───── DATA IN THIS EXERCISE ─────

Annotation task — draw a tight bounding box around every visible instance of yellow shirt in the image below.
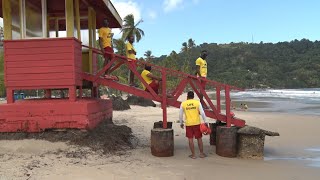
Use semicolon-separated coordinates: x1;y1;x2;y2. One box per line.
99;27;112;48
196;57;207;77
126;42;136;60
181;99;201;126
141;70;152;90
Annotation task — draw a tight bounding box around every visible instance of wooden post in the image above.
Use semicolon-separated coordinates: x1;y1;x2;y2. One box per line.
54;18;59;37
65;0;74;37
225;85;231;127
69;86;77;101
216;86;221;113
2;0;12;40
7;88;14;104
74;0;81;41
19;0;25;39
44;89;51;99
79;86;83;99
88;7;93;73
92;9;97;47
161;69;167;129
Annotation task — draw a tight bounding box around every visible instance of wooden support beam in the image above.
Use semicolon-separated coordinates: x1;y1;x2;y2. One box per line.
88;7;93;73
65;0;74;37
19;0;24;39
2;0;12;40
54;18;59;37
92;9;97;47
74;0;81;41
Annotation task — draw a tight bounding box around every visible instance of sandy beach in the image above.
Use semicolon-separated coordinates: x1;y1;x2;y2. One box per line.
0;99;320;180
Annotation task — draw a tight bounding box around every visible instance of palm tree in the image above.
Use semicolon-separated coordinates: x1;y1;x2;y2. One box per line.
144;50;154;62
121;14;144;42
188;38;196;50
113;39;126;56
181;42;188;53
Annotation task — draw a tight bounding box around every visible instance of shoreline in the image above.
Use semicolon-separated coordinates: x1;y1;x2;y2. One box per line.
0;106;320;180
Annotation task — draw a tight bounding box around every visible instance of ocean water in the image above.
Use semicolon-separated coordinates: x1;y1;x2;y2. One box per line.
231;88;320;115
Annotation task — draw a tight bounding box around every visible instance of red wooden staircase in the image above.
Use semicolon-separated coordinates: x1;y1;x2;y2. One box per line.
82;49;245;128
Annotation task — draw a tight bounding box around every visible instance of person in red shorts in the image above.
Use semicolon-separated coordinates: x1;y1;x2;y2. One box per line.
179;91;206;159
141;65;161;94
99;19;114;77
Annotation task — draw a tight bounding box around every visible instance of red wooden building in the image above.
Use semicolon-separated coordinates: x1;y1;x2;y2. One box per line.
0;0;122;132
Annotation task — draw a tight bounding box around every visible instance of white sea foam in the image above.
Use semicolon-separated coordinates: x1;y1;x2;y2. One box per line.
231;88;320;102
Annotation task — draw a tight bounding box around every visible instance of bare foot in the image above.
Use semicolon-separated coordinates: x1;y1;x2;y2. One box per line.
199;153;207;158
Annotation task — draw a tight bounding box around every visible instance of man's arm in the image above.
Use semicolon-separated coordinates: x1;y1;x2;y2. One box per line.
127;42;137;55
179;104;183;128
196;65;201;77
128;49;137;55
199;104;207;123
147;73;162;81
99;37;104;54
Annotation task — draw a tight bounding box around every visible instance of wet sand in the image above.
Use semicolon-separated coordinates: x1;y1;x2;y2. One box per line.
0;99;320;180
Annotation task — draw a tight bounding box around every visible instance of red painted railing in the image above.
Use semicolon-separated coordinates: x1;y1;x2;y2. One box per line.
83;46;245;128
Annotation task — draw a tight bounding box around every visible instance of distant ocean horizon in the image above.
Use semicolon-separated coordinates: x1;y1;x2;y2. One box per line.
231;88;320;115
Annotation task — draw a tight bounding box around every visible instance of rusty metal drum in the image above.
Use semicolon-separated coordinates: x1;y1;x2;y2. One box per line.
151;128;174;157
216;126;237;157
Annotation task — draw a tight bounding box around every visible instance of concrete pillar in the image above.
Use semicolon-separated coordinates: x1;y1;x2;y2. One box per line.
216;126;237;157
151;128;174;157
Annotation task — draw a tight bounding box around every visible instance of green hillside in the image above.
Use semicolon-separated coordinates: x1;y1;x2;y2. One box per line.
153;39;320;88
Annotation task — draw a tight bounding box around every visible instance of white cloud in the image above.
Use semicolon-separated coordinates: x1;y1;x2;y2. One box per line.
163;0;183;12
148;10;157;19
111;0;141;21
192;0;200;4
111;0;141;38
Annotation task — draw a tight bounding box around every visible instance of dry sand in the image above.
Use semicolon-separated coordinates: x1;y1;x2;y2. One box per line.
0;99;320;180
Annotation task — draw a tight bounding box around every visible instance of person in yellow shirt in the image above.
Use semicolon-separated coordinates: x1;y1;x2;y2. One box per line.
99;19;114;76
126;35;138;87
141;65;162;94
179;91;206;159
196;50;208;108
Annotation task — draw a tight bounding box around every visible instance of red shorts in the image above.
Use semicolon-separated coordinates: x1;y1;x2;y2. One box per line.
145;80;159;94
200;77;207;90
103;46;114;61
186;124;202;139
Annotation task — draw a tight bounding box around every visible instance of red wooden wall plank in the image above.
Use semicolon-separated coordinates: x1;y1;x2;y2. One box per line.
4;38;82;89
5;52;73;62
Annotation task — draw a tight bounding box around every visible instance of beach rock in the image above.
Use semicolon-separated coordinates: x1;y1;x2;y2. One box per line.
126;96;156;107
237;126;279;159
110;96;131;111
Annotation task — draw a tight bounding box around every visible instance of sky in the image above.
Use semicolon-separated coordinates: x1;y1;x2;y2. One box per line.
111;0;320;57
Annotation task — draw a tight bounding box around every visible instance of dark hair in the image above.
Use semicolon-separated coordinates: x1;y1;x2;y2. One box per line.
144;65;151;71
127;34;134;41
187;91;194;99
201;50;208;55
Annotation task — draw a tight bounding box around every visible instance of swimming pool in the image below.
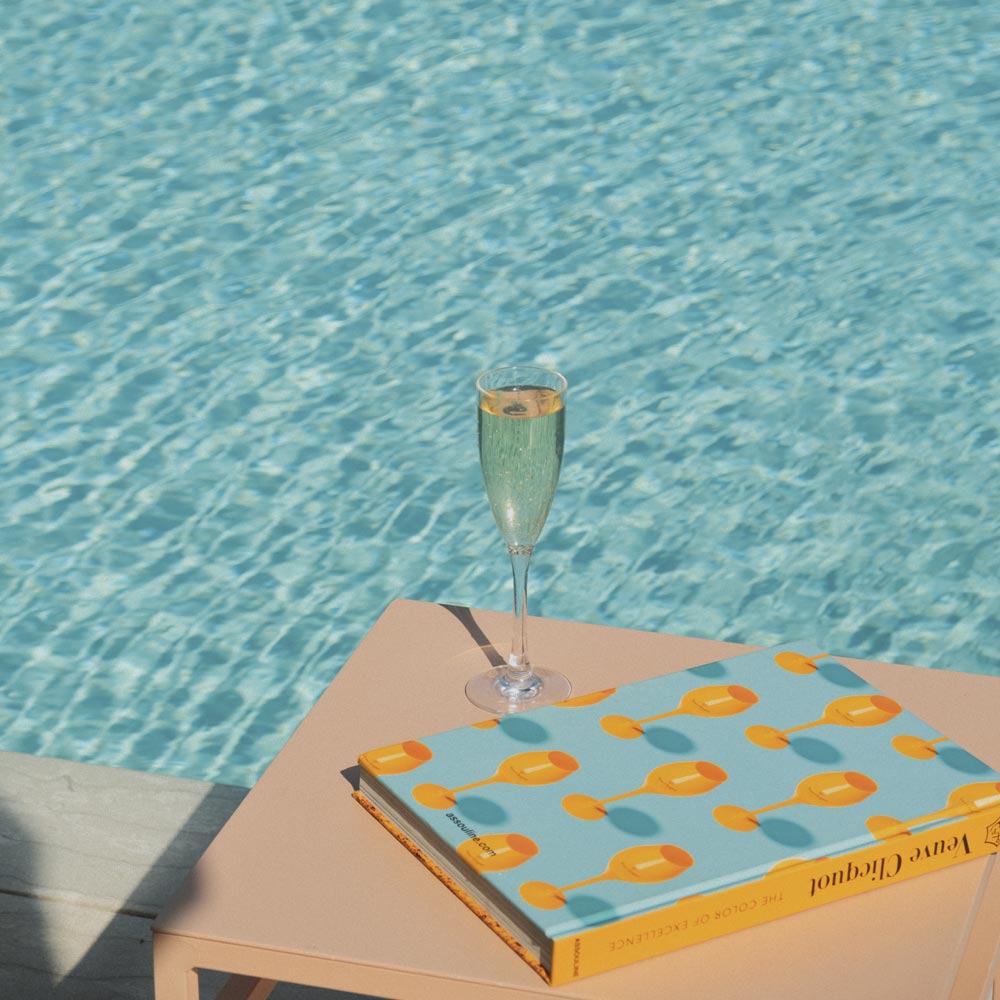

─────

PROBLEM STATEMENT
Count the lines in the rows above that contain the word "yellow". Reply with the number only.

SOLUTION TO THIS PROBLEM
2